- Aim of the exercise:
Using the European Roma Information Office text below, explain in one to three sentences how the office goes about promoting political and public discussion on Roma issues.

- Text provided:
= European Roma Information Office =

European Roma Information Office (ERIO) is an international advocacy organization for Romani people based in Brussels, established on 18 March 2003 with Angéla Kóczé as the Director, announced on the Balkan Human Rights List by way of the Greek Helsinki Monitor.

ERIO promotes political and public discussion on Roma issues by providing factual and in-depth information on a range of policy issues to the European Union institutions, Roma civil organisations, governmental authorities and intergovernmental bodies.

In 2005 Ivan Ivanov, previously an attorney for the Budapest-based European Roma Rights Center (ERRC), become the director, taking over from the CEO Valeriu Nicolae.

==Members==
Network members include:
- Albania : Roma Union "Amaro Drom"
- Bosnia Herzegovina : Association "Be My Friend"
- Belgium : The Flemish Minority Center
- Bulgaria : Alternative Association "Biala Slatina"; Center for Interethnic Dialogue and Tolerance "Amalipe"; Equal Access Foundation; Association "Every Child"; "Nevo Drom" Association; "The Health of Romany people" Foundation; Tolerance and Mutual Aid Foundation; TV Roma
- Croatia : Romani Women's Association of Croatian Roma Union; Romani women NGO "Better life"; Roma Women's Organization "For a Better Future"; Organization "Golden Roma Heart" organization for education and training of children of ethnic minorities, the resolution of status and social issues and help elderly and disabled people
- Czech Republica : Dzeno Association
- Denmark : Romano Association
- Estonia : North-Estonian Roma Association
- Finland : Association Nevo Roma
- France : Association "Rome Europe"; USETA - The Social Education Union of Roma from d'Aquitaine
- Germany : Rom e.V.

- Provided data:
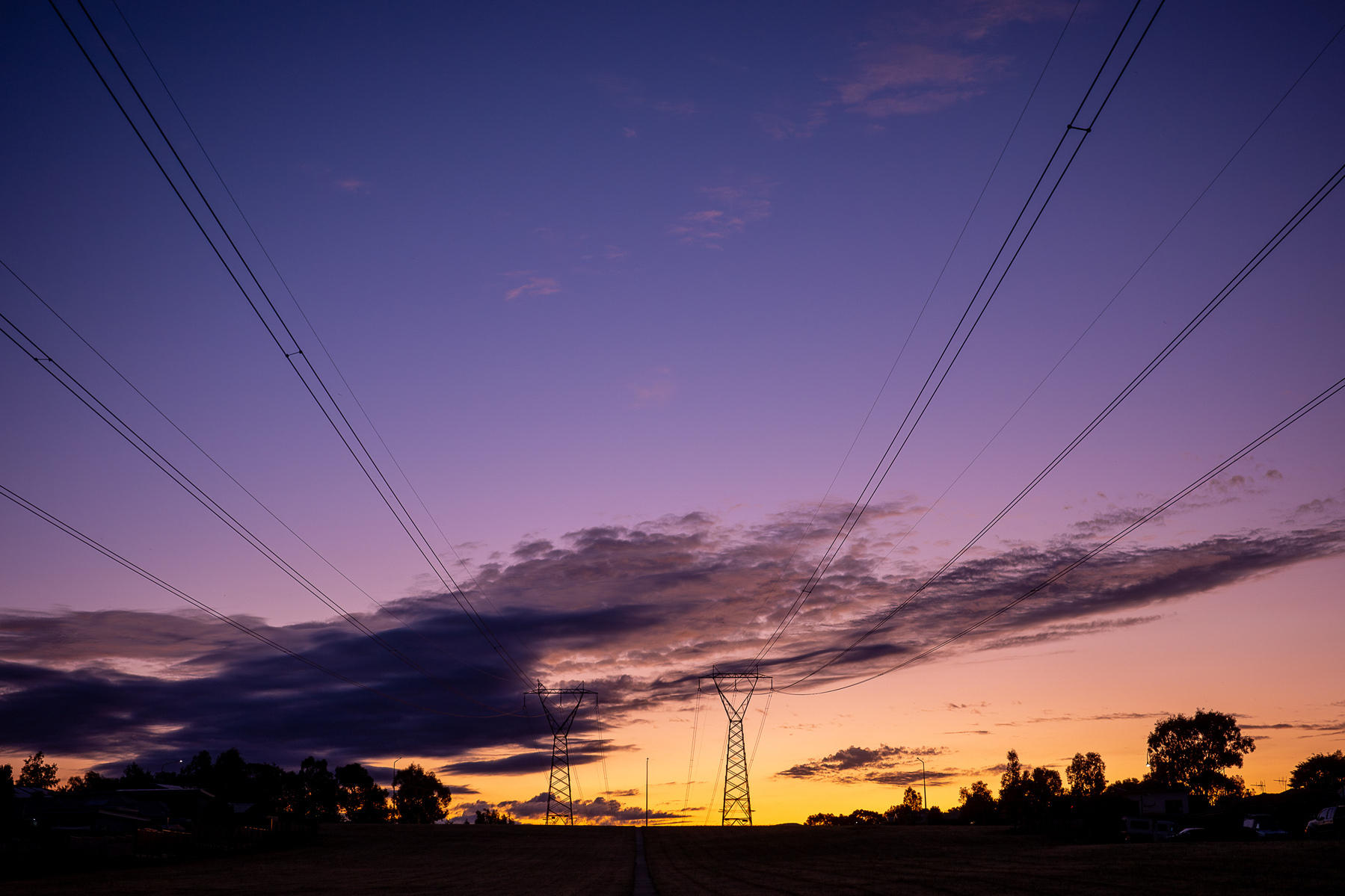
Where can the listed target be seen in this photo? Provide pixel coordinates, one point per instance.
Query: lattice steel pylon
(560, 805)
(735, 692)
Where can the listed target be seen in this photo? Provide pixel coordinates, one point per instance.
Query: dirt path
(389, 859)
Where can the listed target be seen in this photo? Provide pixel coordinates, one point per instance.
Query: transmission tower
(560, 805)
(735, 692)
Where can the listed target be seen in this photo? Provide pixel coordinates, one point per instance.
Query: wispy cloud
(920, 60)
(656, 390)
(530, 285)
(732, 208)
(636, 611)
(630, 94)
(912, 78)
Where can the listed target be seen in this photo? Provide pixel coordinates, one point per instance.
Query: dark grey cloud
(636, 613)
(853, 764)
(599, 810)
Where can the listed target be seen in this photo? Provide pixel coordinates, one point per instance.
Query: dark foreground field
(983, 862)
(804, 862)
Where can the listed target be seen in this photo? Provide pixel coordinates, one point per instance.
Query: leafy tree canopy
(1191, 754)
(494, 817)
(1087, 775)
(1320, 771)
(37, 773)
(978, 806)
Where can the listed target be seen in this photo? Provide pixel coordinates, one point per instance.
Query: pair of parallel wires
(89, 400)
(286, 341)
(1246, 271)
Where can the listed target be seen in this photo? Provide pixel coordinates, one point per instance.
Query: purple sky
(604, 269)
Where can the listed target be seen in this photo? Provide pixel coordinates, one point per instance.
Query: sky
(629, 303)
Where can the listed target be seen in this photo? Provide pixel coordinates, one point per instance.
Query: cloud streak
(638, 613)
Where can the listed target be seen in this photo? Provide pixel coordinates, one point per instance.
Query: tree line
(1187, 754)
(311, 793)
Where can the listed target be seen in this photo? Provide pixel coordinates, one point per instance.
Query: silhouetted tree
(1087, 776)
(89, 783)
(360, 797)
(1043, 788)
(1013, 788)
(1191, 754)
(230, 778)
(6, 795)
(978, 806)
(1320, 771)
(420, 795)
(198, 773)
(1124, 786)
(311, 791)
(37, 773)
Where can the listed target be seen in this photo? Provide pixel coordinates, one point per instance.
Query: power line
(902, 351)
(331, 410)
(72, 383)
(1080, 126)
(307, 322)
(111, 554)
(1242, 452)
(1246, 271)
(1117, 295)
(218, 466)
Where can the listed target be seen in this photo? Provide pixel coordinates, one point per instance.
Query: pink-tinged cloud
(781, 127)
(532, 285)
(974, 19)
(654, 392)
(912, 78)
(737, 208)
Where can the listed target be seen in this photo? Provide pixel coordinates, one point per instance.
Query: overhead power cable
(1067, 149)
(902, 351)
(321, 345)
(1068, 568)
(72, 383)
(206, 608)
(1114, 297)
(286, 341)
(1246, 271)
(220, 467)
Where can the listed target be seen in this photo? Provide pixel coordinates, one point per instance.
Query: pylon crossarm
(560, 803)
(736, 692)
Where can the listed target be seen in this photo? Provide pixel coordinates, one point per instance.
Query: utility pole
(560, 805)
(735, 692)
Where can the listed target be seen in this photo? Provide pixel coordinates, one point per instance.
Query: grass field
(683, 862)
(834, 862)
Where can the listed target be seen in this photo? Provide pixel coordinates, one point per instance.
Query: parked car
(1146, 830)
(1266, 827)
(1325, 822)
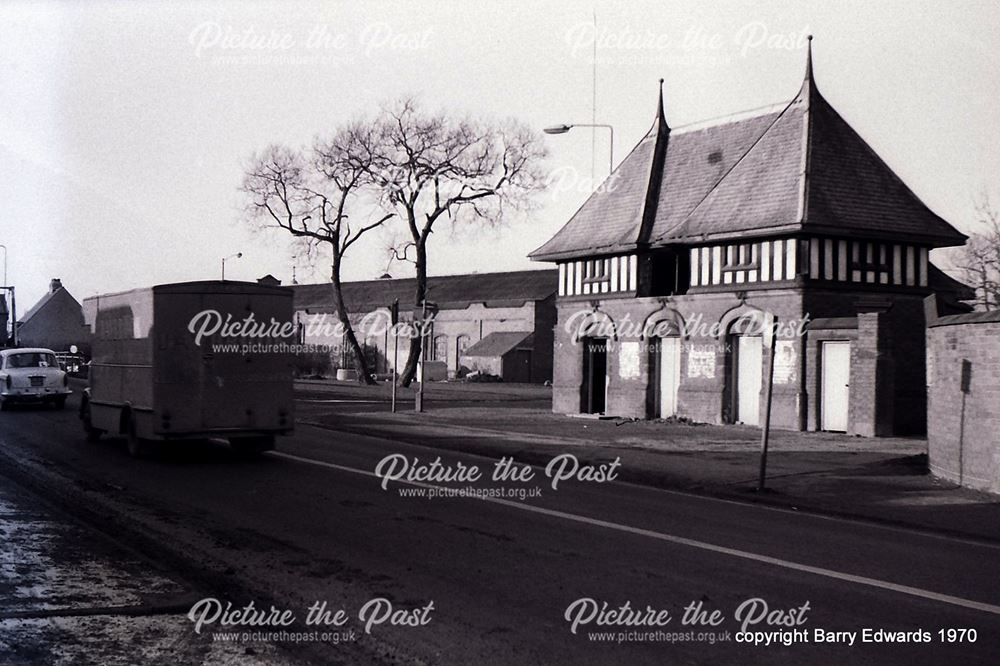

- Written answer:
The office promotes political and public discussion on Roma issues by providing factual and in-depth information on a range of policy issues. This information goes to European Union institutions, Roma civil organisations, governmental authorities and intergovernmental bodies.